▶ [DATA]:
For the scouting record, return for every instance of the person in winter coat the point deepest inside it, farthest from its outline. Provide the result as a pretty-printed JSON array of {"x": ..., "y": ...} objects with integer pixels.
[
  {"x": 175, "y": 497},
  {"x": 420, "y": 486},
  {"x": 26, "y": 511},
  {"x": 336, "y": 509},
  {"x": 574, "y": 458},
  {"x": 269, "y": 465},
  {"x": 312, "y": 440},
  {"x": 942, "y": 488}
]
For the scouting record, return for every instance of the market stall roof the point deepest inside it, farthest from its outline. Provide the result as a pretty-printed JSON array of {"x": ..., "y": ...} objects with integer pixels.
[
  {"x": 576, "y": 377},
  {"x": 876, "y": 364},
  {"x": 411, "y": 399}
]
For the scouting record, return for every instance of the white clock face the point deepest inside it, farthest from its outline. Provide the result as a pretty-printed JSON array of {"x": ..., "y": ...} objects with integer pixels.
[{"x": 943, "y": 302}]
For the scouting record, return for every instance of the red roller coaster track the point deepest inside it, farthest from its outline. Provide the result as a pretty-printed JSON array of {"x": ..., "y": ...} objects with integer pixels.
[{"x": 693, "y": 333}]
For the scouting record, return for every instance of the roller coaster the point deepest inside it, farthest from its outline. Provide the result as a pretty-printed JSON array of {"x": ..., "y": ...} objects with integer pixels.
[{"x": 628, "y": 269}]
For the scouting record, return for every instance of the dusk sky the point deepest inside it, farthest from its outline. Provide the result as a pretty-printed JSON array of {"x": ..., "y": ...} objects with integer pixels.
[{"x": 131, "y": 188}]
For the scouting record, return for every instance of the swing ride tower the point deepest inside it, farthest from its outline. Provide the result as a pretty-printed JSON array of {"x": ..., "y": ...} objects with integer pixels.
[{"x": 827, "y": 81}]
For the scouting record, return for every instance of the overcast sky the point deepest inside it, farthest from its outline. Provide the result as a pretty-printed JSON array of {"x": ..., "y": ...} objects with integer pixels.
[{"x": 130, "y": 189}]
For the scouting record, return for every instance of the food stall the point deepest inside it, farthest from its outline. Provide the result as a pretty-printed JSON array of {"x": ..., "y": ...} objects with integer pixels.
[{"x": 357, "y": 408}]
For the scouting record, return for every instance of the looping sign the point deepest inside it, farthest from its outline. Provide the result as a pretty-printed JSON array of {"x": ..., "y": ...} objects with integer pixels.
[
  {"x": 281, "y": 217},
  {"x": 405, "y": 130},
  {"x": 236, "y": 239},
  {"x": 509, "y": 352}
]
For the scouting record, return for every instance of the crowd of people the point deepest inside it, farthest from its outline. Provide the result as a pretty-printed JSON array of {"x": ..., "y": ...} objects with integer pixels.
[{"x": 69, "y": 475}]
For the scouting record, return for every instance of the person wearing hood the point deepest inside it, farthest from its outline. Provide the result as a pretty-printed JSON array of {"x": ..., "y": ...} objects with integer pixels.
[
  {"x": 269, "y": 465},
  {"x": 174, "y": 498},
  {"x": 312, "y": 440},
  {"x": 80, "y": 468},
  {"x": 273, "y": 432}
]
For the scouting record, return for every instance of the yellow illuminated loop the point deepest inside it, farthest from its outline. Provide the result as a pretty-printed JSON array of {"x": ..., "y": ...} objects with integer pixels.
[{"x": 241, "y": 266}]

...

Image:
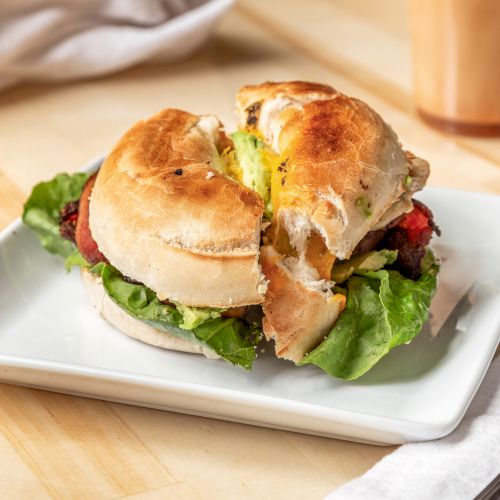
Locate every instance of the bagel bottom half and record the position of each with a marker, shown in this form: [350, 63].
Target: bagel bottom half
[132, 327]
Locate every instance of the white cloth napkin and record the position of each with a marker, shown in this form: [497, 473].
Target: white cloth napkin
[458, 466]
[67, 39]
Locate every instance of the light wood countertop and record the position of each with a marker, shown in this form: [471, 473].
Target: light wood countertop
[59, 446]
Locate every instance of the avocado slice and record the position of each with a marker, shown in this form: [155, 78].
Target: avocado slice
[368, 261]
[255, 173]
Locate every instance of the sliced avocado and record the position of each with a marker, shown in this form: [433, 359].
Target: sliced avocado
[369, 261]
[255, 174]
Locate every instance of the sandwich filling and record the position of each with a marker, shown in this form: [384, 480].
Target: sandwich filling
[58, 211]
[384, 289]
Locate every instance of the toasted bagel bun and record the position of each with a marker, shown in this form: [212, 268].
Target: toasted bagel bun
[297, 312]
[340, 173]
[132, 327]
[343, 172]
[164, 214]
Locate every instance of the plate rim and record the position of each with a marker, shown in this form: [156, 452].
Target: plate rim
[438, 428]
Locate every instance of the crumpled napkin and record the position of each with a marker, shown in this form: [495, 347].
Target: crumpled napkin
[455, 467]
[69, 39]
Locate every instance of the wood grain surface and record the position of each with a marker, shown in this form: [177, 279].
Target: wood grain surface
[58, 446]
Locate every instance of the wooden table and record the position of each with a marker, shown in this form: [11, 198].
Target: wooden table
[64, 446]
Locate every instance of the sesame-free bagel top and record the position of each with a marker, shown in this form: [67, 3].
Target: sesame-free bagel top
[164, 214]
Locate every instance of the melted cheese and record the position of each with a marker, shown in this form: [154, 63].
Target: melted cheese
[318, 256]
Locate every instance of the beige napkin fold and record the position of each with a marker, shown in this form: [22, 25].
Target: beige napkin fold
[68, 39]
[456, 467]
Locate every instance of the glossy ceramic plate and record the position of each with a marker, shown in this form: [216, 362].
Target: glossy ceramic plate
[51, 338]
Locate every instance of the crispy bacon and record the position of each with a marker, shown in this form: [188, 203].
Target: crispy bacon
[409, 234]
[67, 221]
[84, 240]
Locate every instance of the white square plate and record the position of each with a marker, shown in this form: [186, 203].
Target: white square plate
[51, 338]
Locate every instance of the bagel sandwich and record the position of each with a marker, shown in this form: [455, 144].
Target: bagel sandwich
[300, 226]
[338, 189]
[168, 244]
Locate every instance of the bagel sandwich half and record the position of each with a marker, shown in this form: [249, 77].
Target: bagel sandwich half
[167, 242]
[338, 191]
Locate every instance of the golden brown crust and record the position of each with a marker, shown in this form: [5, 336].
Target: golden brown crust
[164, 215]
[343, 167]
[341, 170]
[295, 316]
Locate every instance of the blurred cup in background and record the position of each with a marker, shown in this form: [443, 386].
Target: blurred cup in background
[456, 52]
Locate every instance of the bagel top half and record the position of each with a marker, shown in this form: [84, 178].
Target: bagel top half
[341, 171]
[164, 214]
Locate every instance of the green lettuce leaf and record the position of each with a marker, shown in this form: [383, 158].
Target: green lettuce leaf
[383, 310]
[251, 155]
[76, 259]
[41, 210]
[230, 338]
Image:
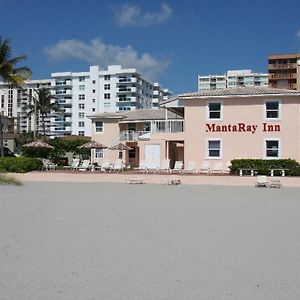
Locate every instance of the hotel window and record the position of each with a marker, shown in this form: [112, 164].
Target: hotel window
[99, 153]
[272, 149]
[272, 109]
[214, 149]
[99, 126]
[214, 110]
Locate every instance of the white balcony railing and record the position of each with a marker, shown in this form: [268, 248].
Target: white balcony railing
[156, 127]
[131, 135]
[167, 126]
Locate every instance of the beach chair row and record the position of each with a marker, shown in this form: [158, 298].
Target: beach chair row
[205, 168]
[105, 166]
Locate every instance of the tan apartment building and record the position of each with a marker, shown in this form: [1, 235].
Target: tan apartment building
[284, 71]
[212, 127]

▶ [TASK]: Using only the listing above, restate exactly the lines from the line containing "Target: golden brown crust" through the line containing "Locate every instance of the bagel top", both included.

▶ [RESULT FOR THIS TASK]:
Target: golden brown crust
[164, 215]
[343, 167]
[341, 170]
[295, 316]
Locate every instance of the blurred cup in background and record the position of each with a marker, shown in this form: [443, 386].
Target: blurred cup in background
[456, 52]
Locate every instance of the bagel top half and record the position of each with a marker, shown in this form: [84, 178].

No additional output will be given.